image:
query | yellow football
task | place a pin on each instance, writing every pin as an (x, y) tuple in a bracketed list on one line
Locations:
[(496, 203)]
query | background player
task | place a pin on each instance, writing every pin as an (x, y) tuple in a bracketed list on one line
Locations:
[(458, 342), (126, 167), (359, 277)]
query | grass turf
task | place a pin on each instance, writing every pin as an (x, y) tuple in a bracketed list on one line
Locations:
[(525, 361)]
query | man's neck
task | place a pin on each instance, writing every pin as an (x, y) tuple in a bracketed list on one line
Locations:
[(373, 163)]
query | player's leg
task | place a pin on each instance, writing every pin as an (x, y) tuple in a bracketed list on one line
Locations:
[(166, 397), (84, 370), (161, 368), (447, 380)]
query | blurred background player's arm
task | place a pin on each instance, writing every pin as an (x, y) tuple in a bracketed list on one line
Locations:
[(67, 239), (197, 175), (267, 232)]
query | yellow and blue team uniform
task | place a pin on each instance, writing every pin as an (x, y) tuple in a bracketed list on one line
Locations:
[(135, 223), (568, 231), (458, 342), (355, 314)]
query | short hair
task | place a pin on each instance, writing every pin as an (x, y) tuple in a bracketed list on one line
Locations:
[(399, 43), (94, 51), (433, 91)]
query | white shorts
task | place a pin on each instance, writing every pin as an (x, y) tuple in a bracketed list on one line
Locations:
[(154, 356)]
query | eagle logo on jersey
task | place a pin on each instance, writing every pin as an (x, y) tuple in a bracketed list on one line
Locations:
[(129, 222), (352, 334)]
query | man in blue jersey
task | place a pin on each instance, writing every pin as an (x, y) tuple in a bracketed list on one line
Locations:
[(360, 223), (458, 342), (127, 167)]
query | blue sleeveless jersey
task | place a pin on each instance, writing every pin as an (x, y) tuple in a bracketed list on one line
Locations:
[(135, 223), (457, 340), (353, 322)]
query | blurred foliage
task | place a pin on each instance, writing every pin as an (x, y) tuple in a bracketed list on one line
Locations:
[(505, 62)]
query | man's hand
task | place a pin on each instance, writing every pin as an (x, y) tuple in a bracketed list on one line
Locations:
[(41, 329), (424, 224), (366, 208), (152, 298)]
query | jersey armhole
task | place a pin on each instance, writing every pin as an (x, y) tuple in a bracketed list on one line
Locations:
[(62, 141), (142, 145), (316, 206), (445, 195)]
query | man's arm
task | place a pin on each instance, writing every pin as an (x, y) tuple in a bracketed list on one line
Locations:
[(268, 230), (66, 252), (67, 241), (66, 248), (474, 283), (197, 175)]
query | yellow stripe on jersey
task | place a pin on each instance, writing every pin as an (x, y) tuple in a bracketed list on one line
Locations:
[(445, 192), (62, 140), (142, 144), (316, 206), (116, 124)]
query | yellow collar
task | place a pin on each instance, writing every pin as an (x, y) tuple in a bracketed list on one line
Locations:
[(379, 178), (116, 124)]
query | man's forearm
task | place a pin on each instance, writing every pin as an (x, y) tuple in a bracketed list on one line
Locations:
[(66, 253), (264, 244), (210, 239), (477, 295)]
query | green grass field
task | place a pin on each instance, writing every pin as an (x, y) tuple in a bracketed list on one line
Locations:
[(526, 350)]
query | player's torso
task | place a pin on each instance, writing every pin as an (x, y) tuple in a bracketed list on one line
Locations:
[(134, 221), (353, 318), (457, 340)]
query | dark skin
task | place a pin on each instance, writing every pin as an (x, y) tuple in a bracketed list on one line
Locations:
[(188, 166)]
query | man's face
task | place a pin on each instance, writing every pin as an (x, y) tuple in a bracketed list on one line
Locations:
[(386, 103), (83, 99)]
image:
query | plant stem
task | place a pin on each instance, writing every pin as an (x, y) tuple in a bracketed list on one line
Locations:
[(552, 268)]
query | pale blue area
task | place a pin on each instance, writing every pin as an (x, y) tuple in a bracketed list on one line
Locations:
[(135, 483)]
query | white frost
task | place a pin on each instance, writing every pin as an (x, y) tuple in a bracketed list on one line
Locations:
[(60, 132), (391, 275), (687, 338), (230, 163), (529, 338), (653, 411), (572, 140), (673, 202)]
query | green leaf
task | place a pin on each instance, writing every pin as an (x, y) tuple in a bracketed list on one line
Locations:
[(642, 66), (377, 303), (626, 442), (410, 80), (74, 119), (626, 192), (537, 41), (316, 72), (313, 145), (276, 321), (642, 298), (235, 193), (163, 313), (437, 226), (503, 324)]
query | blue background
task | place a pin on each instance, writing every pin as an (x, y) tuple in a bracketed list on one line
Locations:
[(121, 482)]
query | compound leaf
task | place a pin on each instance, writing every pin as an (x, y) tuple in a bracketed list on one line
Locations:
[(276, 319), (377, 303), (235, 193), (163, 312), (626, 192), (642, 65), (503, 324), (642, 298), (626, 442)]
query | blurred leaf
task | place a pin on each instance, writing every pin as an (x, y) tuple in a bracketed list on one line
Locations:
┄┄┄┄┄┄
### PROBLEM
In the part of the listing that opens with the line containing "query | short hair" and closes with the line containing "[(154, 356)]", change "white shorts" to "dark shorts" and write out those lines with nothing else altered.

### THE OUTPUT
query | short hair
task | place a pin on each instance, writing every pin as an (x, y) tuple in a bracketed list on one line
Locations:
[(399, 43), (94, 51), (433, 91)]
query | dark shorts
task | place a pin on each instance, writing every pin as an (x, y) tuple in a bracketed list on one line
Locations:
[(154, 356)]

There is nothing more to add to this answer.